## Region annotation entries:

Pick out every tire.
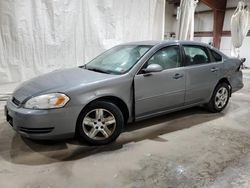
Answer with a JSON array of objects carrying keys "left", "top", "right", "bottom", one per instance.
[
  {"left": 207, "top": 83, "right": 230, "bottom": 113},
  {"left": 76, "top": 101, "right": 124, "bottom": 145}
]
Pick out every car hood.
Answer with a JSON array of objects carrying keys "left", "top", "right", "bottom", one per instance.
[{"left": 13, "top": 68, "right": 117, "bottom": 102}]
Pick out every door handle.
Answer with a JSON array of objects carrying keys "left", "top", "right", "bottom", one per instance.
[
  {"left": 173, "top": 73, "right": 183, "bottom": 79},
  {"left": 210, "top": 67, "right": 219, "bottom": 72}
]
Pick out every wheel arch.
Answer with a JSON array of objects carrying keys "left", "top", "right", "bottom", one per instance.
[
  {"left": 77, "top": 96, "right": 129, "bottom": 123},
  {"left": 215, "top": 77, "right": 232, "bottom": 97}
]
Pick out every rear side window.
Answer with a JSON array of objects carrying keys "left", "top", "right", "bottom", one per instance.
[
  {"left": 183, "top": 46, "right": 211, "bottom": 66},
  {"left": 211, "top": 50, "right": 222, "bottom": 62},
  {"left": 148, "top": 46, "right": 181, "bottom": 70}
]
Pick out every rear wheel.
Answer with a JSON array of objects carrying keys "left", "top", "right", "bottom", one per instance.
[
  {"left": 76, "top": 101, "right": 124, "bottom": 145},
  {"left": 207, "top": 83, "right": 230, "bottom": 112}
]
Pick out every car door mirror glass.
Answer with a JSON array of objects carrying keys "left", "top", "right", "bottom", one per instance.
[{"left": 143, "top": 64, "right": 163, "bottom": 73}]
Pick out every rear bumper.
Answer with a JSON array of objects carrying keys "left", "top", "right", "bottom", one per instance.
[
  {"left": 5, "top": 100, "right": 81, "bottom": 140},
  {"left": 230, "top": 71, "right": 244, "bottom": 93}
]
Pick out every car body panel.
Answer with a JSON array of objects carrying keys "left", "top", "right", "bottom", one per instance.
[
  {"left": 6, "top": 41, "right": 243, "bottom": 139},
  {"left": 134, "top": 67, "right": 186, "bottom": 119}
]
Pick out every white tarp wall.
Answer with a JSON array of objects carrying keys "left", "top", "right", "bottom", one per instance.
[
  {"left": 0, "top": 0, "right": 165, "bottom": 84},
  {"left": 231, "top": 1, "right": 250, "bottom": 57},
  {"left": 176, "top": 0, "right": 198, "bottom": 40}
]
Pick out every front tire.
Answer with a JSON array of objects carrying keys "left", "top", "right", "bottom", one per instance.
[
  {"left": 76, "top": 101, "right": 124, "bottom": 145},
  {"left": 207, "top": 83, "right": 230, "bottom": 112}
]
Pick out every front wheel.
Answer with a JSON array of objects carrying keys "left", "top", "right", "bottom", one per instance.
[
  {"left": 76, "top": 101, "right": 124, "bottom": 145},
  {"left": 207, "top": 83, "right": 230, "bottom": 112}
]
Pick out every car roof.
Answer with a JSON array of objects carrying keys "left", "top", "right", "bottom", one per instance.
[
  {"left": 121, "top": 40, "right": 228, "bottom": 58},
  {"left": 122, "top": 40, "right": 211, "bottom": 47}
]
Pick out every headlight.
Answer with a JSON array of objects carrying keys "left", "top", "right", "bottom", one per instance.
[{"left": 24, "top": 93, "right": 69, "bottom": 109}]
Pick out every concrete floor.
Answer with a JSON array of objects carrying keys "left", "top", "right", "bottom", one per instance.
[{"left": 0, "top": 71, "right": 250, "bottom": 188}]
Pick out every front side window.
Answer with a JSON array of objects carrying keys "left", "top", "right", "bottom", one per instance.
[
  {"left": 183, "top": 46, "right": 210, "bottom": 66},
  {"left": 85, "top": 45, "right": 152, "bottom": 74},
  {"left": 148, "top": 46, "right": 181, "bottom": 69}
]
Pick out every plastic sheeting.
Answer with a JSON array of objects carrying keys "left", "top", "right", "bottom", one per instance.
[
  {"left": 231, "top": 1, "right": 250, "bottom": 57},
  {"left": 176, "top": 0, "right": 198, "bottom": 40},
  {"left": 0, "top": 0, "right": 165, "bottom": 84}
]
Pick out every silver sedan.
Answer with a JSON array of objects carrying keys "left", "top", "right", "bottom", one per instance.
[{"left": 5, "top": 41, "right": 243, "bottom": 145}]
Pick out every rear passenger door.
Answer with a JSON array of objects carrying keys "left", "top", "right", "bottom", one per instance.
[
  {"left": 134, "top": 45, "right": 185, "bottom": 119},
  {"left": 183, "top": 45, "right": 220, "bottom": 105}
]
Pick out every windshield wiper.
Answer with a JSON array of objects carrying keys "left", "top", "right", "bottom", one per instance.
[{"left": 85, "top": 67, "right": 110, "bottom": 74}]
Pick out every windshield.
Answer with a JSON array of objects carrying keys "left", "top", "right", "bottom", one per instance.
[{"left": 85, "top": 45, "right": 152, "bottom": 74}]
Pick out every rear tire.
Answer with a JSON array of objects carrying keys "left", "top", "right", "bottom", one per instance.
[
  {"left": 76, "top": 101, "right": 124, "bottom": 145},
  {"left": 206, "top": 83, "right": 230, "bottom": 113}
]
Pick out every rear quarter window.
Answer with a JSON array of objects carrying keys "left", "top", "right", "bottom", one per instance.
[{"left": 210, "top": 50, "right": 222, "bottom": 62}]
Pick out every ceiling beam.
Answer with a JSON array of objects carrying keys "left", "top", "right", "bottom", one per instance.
[
  {"left": 201, "top": 0, "right": 227, "bottom": 10},
  {"left": 201, "top": 0, "right": 227, "bottom": 48}
]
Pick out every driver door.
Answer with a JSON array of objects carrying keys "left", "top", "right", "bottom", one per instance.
[{"left": 134, "top": 45, "right": 185, "bottom": 119}]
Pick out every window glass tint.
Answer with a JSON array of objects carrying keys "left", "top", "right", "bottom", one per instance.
[
  {"left": 211, "top": 50, "right": 222, "bottom": 62},
  {"left": 148, "top": 46, "right": 181, "bottom": 69},
  {"left": 85, "top": 45, "right": 152, "bottom": 74},
  {"left": 183, "top": 46, "right": 210, "bottom": 66}
]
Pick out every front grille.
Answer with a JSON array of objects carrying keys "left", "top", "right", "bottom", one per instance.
[
  {"left": 12, "top": 97, "right": 21, "bottom": 106},
  {"left": 18, "top": 127, "right": 54, "bottom": 134}
]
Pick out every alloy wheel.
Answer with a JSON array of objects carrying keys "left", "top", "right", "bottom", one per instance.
[
  {"left": 82, "top": 108, "right": 116, "bottom": 140},
  {"left": 215, "top": 87, "right": 229, "bottom": 109}
]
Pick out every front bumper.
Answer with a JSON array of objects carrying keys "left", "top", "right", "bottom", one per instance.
[{"left": 5, "top": 100, "right": 81, "bottom": 140}]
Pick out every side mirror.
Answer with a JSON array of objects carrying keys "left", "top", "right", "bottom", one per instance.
[{"left": 143, "top": 64, "right": 163, "bottom": 73}]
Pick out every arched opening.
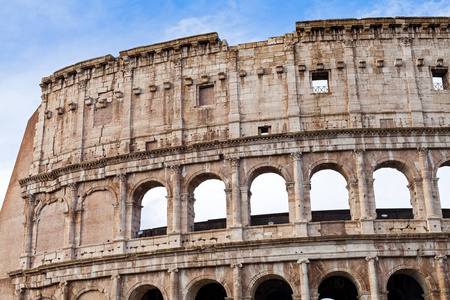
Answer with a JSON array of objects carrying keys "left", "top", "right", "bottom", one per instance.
[
  {"left": 318, "top": 276, "right": 358, "bottom": 300},
  {"left": 250, "top": 172, "right": 289, "bottom": 226},
  {"left": 436, "top": 165, "right": 450, "bottom": 218},
  {"left": 255, "top": 279, "right": 293, "bottom": 300},
  {"left": 131, "top": 181, "right": 167, "bottom": 238},
  {"left": 140, "top": 186, "right": 167, "bottom": 236},
  {"left": 129, "top": 284, "right": 164, "bottom": 300},
  {"left": 141, "top": 289, "right": 164, "bottom": 300},
  {"left": 195, "top": 282, "right": 227, "bottom": 300},
  {"left": 310, "top": 169, "right": 351, "bottom": 222},
  {"left": 194, "top": 179, "right": 227, "bottom": 231},
  {"left": 373, "top": 167, "right": 414, "bottom": 219},
  {"left": 387, "top": 274, "right": 424, "bottom": 300}
]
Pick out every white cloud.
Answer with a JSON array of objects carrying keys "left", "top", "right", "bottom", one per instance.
[{"left": 356, "top": 0, "right": 450, "bottom": 18}]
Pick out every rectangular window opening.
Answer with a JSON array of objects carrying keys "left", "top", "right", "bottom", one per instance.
[
  {"left": 198, "top": 84, "right": 216, "bottom": 106},
  {"left": 431, "top": 69, "right": 447, "bottom": 91},
  {"left": 311, "top": 72, "right": 329, "bottom": 94},
  {"left": 258, "top": 126, "right": 270, "bottom": 135}
]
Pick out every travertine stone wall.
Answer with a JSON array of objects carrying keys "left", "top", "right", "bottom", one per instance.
[{"left": 0, "top": 17, "right": 450, "bottom": 300}]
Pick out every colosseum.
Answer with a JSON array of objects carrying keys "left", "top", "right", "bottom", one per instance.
[{"left": 0, "top": 17, "right": 450, "bottom": 300}]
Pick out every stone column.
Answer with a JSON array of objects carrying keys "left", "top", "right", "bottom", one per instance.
[
  {"left": 284, "top": 34, "right": 301, "bottom": 132},
  {"left": 228, "top": 158, "right": 242, "bottom": 227},
  {"left": 297, "top": 259, "right": 311, "bottom": 300},
  {"left": 417, "top": 148, "right": 436, "bottom": 217},
  {"left": 59, "top": 281, "right": 70, "bottom": 300},
  {"left": 343, "top": 37, "right": 363, "bottom": 128},
  {"left": 354, "top": 149, "right": 374, "bottom": 234},
  {"left": 354, "top": 149, "right": 370, "bottom": 220},
  {"left": 65, "top": 183, "right": 78, "bottom": 259},
  {"left": 117, "top": 173, "right": 126, "bottom": 239},
  {"left": 20, "top": 194, "right": 36, "bottom": 269},
  {"left": 172, "top": 57, "right": 184, "bottom": 145},
  {"left": 402, "top": 37, "right": 424, "bottom": 127},
  {"left": 168, "top": 268, "right": 179, "bottom": 300},
  {"left": 227, "top": 50, "right": 241, "bottom": 139},
  {"left": 291, "top": 152, "right": 308, "bottom": 236},
  {"left": 14, "top": 287, "right": 25, "bottom": 300},
  {"left": 366, "top": 256, "right": 380, "bottom": 300},
  {"left": 170, "top": 166, "right": 181, "bottom": 233},
  {"left": 111, "top": 273, "right": 121, "bottom": 300},
  {"left": 291, "top": 152, "right": 306, "bottom": 222},
  {"left": 417, "top": 147, "right": 441, "bottom": 232},
  {"left": 230, "top": 263, "right": 242, "bottom": 300},
  {"left": 434, "top": 255, "right": 450, "bottom": 300}
]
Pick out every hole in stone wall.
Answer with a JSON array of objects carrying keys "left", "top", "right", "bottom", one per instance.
[
  {"left": 373, "top": 168, "right": 413, "bottom": 219},
  {"left": 250, "top": 173, "right": 289, "bottom": 225},
  {"left": 436, "top": 166, "right": 450, "bottom": 218},
  {"left": 310, "top": 170, "right": 350, "bottom": 222},
  {"left": 140, "top": 186, "right": 167, "bottom": 230},
  {"left": 311, "top": 72, "right": 329, "bottom": 94},
  {"left": 194, "top": 179, "right": 227, "bottom": 230},
  {"left": 198, "top": 85, "right": 216, "bottom": 106}
]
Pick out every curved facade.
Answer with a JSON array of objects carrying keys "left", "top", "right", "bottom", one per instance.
[{"left": 0, "top": 17, "right": 450, "bottom": 300}]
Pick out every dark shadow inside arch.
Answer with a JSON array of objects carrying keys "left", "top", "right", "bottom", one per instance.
[
  {"left": 195, "top": 283, "right": 227, "bottom": 300},
  {"left": 129, "top": 284, "right": 164, "bottom": 300},
  {"left": 249, "top": 171, "right": 289, "bottom": 226},
  {"left": 387, "top": 274, "right": 424, "bottom": 300},
  {"left": 141, "top": 289, "right": 164, "bottom": 300},
  {"left": 310, "top": 169, "right": 351, "bottom": 222},
  {"left": 255, "top": 279, "right": 293, "bottom": 300},
  {"left": 319, "top": 276, "right": 358, "bottom": 300},
  {"left": 373, "top": 168, "right": 414, "bottom": 219}
]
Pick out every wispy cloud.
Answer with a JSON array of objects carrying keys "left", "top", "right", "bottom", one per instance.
[{"left": 356, "top": 0, "right": 450, "bottom": 18}]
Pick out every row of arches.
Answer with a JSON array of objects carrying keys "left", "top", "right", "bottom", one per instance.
[
  {"left": 76, "top": 270, "right": 427, "bottom": 300},
  {"left": 140, "top": 166, "right": 450, "bottom": 235}
]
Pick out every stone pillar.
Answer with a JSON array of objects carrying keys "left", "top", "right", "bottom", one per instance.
[
  {"left": 14, "top": 287, "right": 25, "bottom": 300},
  {"left": 417, "top": 148, "right": 436, "bottom": 217},
  {"left": 303, "top": 181, "right": 312, "bottom": 221},
  {"left": 354, "top": 149, "right": 370, "bottom": 220},
  {"left": 366, "top": 256, "right": 380, "bottom": 300},
  {"left": 291, "top": 152, "right": 308, "bottom": 236},
  {"left": 172, "top": 58, "right": 184, "bottom": 145},
  {"left": 354, "top": 149, "right": 374, "bottom": 234},
  {"left": 291, "top": 152, "right": 306, "bottom": 222},
  {"left": 417, "top": 147, "right": 441, "bottom": 232},
  {"left": 59, "top": 281, "right": 70, "bottom": 300},
  {"left": 434, "top": 255, "right": 450, "bottom": 300},
  {"left": 343, "top": 38, "right": 363, "bottom": 128},
  {"left": 230, "top": 264, "right": 242, "bottom": 300},
  {"left": 228, "top": 158, "right": 242, "bottom": 227},
  {"left": 397, "top": 37, "right": 424, "bottom": 127},
  {"left": 20, "top": 194, "right": 36, "bottom": 269},
  {"left": 111, "top": 273, "right": 121, "bottom": 300},
  {"left": 227, "top": 50, "right": 241, "bottom": 139},
  {"left": 284, "top": 34, "right": 301, "bottom": 132},
  {"left": 170, "top": 166, "right": 181, "bottom": 233},
  {"left": 297, "top": 259, "right": 311, "bottom": 300},
  {"left": 168, "top": 268, "right": 179, "bottom": 300},
  {"left": 66, "top": 183, "right": 78, "bottom": 259},
  {"left": 117, "top": 174, "right": 126, "bottom": 239}
]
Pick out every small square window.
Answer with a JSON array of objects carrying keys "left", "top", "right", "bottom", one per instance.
[
  {"left": 431, "top": 69, "right": 447, "bottom": 91},
  {"left": 311, "top": 72, "right": 329, "bottom": 94},
  {"left": 258, "top": 126, "right": 270, "bottom": 135},
  {"left": 198, "top": 85, "right": 216, "bottom": 106}
]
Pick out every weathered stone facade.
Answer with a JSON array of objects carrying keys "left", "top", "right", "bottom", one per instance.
[{"left": 0, "top": 18, "right": 450, "bottom": 300}]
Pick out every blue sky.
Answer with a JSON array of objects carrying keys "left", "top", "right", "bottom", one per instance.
[{"left": 0, "top": 0, "right": 450, "bottom": 206}]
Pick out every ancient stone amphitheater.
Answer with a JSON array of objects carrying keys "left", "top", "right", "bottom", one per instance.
[{"left": 0, "top": 17, "right": 450, "bottom": 300}]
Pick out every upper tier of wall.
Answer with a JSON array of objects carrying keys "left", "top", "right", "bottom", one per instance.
[{"left": 30, "top": 17, "right": 450, "bottom": 180}]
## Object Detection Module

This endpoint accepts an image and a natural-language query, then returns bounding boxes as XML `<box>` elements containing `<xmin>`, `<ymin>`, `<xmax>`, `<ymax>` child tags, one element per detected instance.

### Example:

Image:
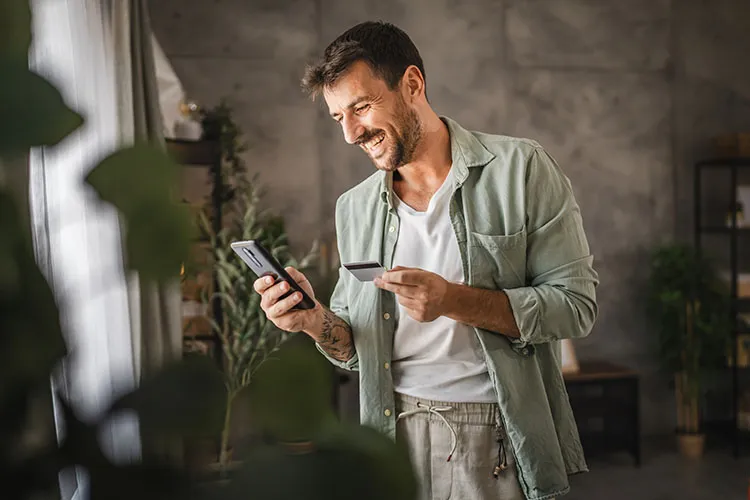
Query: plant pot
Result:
<box><xmin>677</xmin><ymin>434</ymin><xmax>706</xmax><ymax>460</ymax></box>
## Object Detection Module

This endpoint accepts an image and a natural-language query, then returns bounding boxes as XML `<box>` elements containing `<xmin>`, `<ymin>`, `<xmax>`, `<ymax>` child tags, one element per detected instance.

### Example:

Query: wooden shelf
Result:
<box><xmin>695</xmin><ymin>156</ymin><xmax>750</xmax><ymax>168</ymax></box>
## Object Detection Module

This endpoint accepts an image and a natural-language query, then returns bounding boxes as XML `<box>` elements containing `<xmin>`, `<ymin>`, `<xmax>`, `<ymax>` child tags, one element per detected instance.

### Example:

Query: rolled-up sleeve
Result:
<box><xmin>315</xmin><ymin>268</ymin><xmax>359</xmax><ymax>371</ymax></box>
<box><xmin>504</xmin><ymin>148</ymin><xmax>599</xmax><ymax>344</ymax></box>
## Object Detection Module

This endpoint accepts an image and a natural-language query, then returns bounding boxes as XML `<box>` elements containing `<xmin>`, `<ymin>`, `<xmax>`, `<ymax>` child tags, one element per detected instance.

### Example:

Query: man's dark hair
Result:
<box><xmin>302</xmin><ymin>21</ymin><xmax>427</xmax><ymax>99</ymax></box>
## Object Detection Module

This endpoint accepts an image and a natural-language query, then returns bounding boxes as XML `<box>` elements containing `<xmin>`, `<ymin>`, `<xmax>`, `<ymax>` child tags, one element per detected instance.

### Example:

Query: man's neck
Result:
<box><xmin>394</xmin><ymin>113</ymin><xmax>452</xmax><ymax>191</ymax></box>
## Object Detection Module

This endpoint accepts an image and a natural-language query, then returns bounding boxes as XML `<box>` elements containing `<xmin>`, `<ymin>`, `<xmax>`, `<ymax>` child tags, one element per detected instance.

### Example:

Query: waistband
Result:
<box><xmin>394</xmin><ymin>392</ymin><xmax>501</xmax><ymax>425</ymax></box>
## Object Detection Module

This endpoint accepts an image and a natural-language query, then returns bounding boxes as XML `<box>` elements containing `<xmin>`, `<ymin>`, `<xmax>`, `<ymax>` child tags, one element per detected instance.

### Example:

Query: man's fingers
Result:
<box><xmin>284</xmin><ymin>266</ymin><xmax>307</xmax><ymax>283</ymax></box>
<box><xmin>382</xmin><ymin>268</ymin><xmax>424</xmax><ymax>286</ymax></box>
<box><xmin>253</xmin><ymin>276</ymin><xmax>273</xmax><ymax>293</ymax></box>
<box><xmin>268</xmin><ymin>292</ymin><xmax>302</xmax><ymax>318</ymax></box>
<box><xmin>377</xmin><ymin>280</ymin><xmax>417</xmax><ymax>298</ymax></box>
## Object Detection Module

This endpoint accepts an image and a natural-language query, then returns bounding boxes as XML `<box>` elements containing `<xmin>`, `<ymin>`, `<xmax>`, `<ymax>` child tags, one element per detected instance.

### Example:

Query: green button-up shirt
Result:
<box><xmin>319</xmin><ymin>117</ymin><xmax>598</xmax><ymax>500</ymax></box>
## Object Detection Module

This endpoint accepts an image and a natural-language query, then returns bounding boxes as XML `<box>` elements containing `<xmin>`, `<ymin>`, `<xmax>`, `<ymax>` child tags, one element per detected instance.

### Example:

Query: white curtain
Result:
<box><xmin>30</xmin><ymin>0</ymin><xmax>140</xmax><ymax>500</ymax></box>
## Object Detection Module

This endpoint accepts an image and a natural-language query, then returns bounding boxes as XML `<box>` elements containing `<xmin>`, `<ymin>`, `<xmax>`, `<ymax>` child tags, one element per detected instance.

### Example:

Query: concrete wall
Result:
<box><xmin>152</xmin><ymin>0</ymin><xmax>750</xmax><ymax>433</ymax></box>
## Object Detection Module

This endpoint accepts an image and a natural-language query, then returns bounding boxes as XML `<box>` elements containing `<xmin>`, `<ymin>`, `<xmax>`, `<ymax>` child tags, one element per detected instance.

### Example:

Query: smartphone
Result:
<box><xmin>229</xmin><ymin>240</ymin><xmax>315</xmax><ymax>309</ymax></box>
<box><xmin>343</xmin><ymin>260</ymin><xmax>385</xmax><ymax>281</ymax></box>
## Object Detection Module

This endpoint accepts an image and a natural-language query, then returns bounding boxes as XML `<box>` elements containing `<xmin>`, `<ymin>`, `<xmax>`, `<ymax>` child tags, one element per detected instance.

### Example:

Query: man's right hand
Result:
<box><xmin>253</xmin><ymin>267</ymin><xmax>322</xmax><ymax>335</ymax></box>
<box><xmin>253</xmin><ymin>267</ymin><xmax>356</xmax><ymax>361</ymax></box>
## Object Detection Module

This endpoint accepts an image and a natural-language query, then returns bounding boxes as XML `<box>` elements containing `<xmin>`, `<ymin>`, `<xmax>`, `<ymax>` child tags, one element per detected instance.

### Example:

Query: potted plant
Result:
<box><xmin>189</xmin><ymin>100</ymin><xmax>317</xmax><ymax>472</ymax></box>
<box><xmin>647</xmin><ymin>243</ymin><xmax>732</xmax><ymax>458</ymax></box>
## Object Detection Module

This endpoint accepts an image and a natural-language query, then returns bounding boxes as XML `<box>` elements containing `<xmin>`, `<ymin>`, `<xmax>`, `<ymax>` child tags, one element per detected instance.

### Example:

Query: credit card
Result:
<box><xmin>344</xmin><ymin>260</ymin><xmax>385</xmax><ymax>281</ymax></box>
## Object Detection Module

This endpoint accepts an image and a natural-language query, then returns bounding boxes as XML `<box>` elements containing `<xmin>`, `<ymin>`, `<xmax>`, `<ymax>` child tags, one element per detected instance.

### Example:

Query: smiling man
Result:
<box><xmin>255</xmin><ymin>22</ymin><xmax>598</xmax><ymax>500</ymax></box>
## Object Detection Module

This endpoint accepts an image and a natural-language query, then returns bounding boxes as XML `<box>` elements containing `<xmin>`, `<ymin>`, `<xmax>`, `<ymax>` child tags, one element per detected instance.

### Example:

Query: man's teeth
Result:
<box><xmin>365</xmin><ymin>135</ymin><xmax>385</xmax><ymax>149</ymax></box>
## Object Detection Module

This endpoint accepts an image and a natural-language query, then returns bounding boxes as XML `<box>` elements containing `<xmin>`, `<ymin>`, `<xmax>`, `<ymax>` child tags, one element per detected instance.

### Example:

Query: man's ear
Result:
<box><xmin>403</xmin><ymin>65</ymin><xmax>424</xmax><ymax>102</ymax></box>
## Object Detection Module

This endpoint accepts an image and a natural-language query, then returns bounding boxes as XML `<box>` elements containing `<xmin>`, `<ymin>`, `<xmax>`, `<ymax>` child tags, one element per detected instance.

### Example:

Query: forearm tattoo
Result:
<box><xmin>318</xmin><ymin>308</ymin><xmax>355</xmax><ymax>361</ymax></box>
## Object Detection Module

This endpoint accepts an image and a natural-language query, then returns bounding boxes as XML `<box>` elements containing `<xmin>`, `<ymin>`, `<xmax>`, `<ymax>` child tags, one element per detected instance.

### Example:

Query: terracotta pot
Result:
<box><xmin>677</xmin><ymin>434</ymin><xmax>706</xmax><ymax>460</ymax></box>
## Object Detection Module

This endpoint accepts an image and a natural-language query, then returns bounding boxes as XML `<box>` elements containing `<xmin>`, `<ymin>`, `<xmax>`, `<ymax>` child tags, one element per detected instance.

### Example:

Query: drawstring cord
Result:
<box><xmin>396</xmin><ymin>403</ymin><xmax>458</xmax><ymax>462</ymax></box>
<box><xmin>492</xmin><ymin>426</ymin><xmax>508</xmax><ymax>479</ymax></box>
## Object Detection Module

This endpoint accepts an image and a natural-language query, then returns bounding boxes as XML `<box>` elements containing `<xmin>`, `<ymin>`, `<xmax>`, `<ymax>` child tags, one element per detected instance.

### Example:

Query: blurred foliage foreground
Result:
<box><xmin>0</xmin><ymin>0</ymin><xmax>415</xmax><ymax>500</ymax></box>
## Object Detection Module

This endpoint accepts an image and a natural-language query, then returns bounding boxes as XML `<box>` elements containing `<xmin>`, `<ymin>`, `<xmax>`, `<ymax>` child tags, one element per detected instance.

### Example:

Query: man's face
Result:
<box><xmin>323</xmin><ymin>62</ymin><xmax>422</xmax><ymax>172</ymax></box>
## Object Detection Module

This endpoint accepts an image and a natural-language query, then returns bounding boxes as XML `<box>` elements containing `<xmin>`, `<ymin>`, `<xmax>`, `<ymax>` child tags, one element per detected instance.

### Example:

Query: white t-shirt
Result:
<box><xmin>391</xmin><ymin>168</ymin><xmax>497</xmax><ymax>403</ymax></box>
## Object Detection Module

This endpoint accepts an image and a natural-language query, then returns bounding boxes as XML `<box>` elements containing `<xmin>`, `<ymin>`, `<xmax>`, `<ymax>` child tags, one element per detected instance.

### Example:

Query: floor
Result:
<box><xmin>562</xmin><ymin>440</ymin><xmax>750</xmax><ymax>500</ymax></box>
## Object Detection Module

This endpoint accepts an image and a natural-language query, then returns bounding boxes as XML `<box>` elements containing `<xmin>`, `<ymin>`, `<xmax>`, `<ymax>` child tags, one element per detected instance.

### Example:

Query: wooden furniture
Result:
<box><xmin>693</xmin><ymin>156</ymin><xmax>750</xmax><ymax>458</ymax></box>
<box><xmin>563</xmin><ymin>361</ymin><xmax>641</xmax><ymax>466</ymax></box>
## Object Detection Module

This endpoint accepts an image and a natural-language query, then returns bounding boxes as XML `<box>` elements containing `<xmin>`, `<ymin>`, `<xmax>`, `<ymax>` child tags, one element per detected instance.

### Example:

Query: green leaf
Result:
<box><xmin>86</xmin><ymin>144</ymin><xmax>179</xmax><ymax>215</ymax></box>
<box><xmin>86</xmin><ymin>144</ymin><xmax>197</xmax><ymax>281</ymax></box>
<box><xmin>111</xmin><ymin>355</ymin><xmax>227</xmax><ymax>436</ymax></box>
<box><xmin>125</xmin><ymin>203</ymin><xmax>194</xmax><ymax>281</ymax></box>
<box><xmin>0</xmin><ymin>191</ymin><xmax>66</xmax><ymax>401</ymax></box>
<box><xmin>250</xmin><ymin>337</ymin><xmax>334</xmax><ymax>441</ymax></box>
<box><xmin>0</xmin><ymin>63</ymin><xmax>83</xmax><ymax>155</ymax></box>
<box><xmin>86</xmin><ymin>464</ymin><xmax>192</xmax><ymax>500</ymax></box>
<box><xmin>224</xmin><ymin>426</ymin><xmax>417</xmax><ymax>500</ymax></box>
<box><xmin>0</xmin><ymin>0</ymin><xmax>31</xmax><ymax>61</ymax></box>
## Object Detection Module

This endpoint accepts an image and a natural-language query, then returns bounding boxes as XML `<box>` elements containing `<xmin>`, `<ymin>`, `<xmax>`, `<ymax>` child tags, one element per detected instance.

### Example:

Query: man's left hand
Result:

## Prompt:
Pick out and copy every line above that contains the word "window". Case counts.

## Result below:
Pick out every rear side window.
Pick out every front side window.
Pick out every rear quarter window.
Pick out every window glass tint.
Pick out every rectangular window opening.
Pick out every small square window.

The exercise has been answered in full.